*** Opening of MATERIAL TO PROCESS ***

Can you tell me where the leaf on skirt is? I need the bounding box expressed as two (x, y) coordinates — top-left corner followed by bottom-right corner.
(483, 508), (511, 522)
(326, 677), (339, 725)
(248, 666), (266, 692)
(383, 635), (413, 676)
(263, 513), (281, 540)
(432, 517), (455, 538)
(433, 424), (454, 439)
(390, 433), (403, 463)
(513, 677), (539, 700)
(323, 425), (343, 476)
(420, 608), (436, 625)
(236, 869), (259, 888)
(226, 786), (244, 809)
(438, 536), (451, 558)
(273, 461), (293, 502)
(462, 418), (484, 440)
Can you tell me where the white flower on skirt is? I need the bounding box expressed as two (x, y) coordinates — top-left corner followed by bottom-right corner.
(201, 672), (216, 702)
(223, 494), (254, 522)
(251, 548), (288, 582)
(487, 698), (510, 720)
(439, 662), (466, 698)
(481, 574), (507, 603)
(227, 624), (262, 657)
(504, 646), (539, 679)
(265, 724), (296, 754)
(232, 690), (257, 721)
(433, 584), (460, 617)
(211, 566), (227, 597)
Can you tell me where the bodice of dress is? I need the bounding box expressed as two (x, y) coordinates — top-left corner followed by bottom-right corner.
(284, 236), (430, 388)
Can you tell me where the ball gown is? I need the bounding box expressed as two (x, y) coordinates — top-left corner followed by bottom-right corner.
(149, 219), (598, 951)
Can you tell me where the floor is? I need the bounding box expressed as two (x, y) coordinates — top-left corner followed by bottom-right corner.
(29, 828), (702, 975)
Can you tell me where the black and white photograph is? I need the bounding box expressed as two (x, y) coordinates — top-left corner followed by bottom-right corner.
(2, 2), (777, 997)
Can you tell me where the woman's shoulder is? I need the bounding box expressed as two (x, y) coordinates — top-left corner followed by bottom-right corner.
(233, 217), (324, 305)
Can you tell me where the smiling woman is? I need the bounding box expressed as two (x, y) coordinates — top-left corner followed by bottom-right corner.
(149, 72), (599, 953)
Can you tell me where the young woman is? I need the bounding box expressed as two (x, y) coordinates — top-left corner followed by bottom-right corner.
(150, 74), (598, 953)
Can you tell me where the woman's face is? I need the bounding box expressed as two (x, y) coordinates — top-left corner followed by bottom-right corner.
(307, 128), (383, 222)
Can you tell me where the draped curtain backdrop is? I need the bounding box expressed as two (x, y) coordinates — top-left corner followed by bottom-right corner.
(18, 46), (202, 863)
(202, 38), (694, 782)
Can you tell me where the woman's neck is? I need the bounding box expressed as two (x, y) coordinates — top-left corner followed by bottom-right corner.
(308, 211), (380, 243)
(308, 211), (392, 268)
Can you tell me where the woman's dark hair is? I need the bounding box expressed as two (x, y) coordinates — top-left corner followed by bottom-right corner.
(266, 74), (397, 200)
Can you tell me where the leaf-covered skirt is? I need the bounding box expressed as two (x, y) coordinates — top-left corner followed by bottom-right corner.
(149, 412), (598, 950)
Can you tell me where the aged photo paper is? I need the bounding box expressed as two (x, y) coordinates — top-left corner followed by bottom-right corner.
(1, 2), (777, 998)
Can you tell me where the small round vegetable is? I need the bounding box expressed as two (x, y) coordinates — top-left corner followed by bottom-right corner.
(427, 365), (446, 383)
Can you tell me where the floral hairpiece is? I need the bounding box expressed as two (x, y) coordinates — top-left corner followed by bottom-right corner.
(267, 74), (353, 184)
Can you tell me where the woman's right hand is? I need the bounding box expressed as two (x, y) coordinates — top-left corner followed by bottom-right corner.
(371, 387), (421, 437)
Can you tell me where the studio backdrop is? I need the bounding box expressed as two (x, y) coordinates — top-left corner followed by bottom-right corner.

*** Close of MATERIAL TO PROCESS ***

**YOUR INSTRUCTIONS:**
Every line, from the one holding "Can you tell me where the leaf-covered" through the last line of the material above, should be transcribed exactly, and no line outside that range.

**OUTPUT BELOW:**
Can you tell me where the leaf-covered skirt is? I need the bounding box expressed as two (x, y) coordinates — top-left corner followed by bottom-right corner.
(149, 412), (598, 950)
Can you tell me where the aged photo paper is? I need the bounding box expressed as two (x, y) coordinates — top-left corner followed by bottom-right corner.
(1, 2), (777, 998)
Can you tell me where the small round vegetable is? I need the bounding box expressed as two (x, y) coordinates — top-left corner followed by bottom-right corner.
(427, 365), (446, 383)
Can you tell me where the floral hairpiece is? I need the bounding box expressed as two (x, y) coordinates — top-left corner followed by bottom-right corner.
(267, 74), (353, 184)
Can you tell me where the woman's right hand is? I need the bounding box expressed as two (x, y) coordinates — top-left corner followed by bottom-right corner.
(371, 387), (421, 437)
Can you tell me where the studio backdrop is? I need the bounding box expressed as two (x, y) coordinates — top-left corner followed by bottom-right corner.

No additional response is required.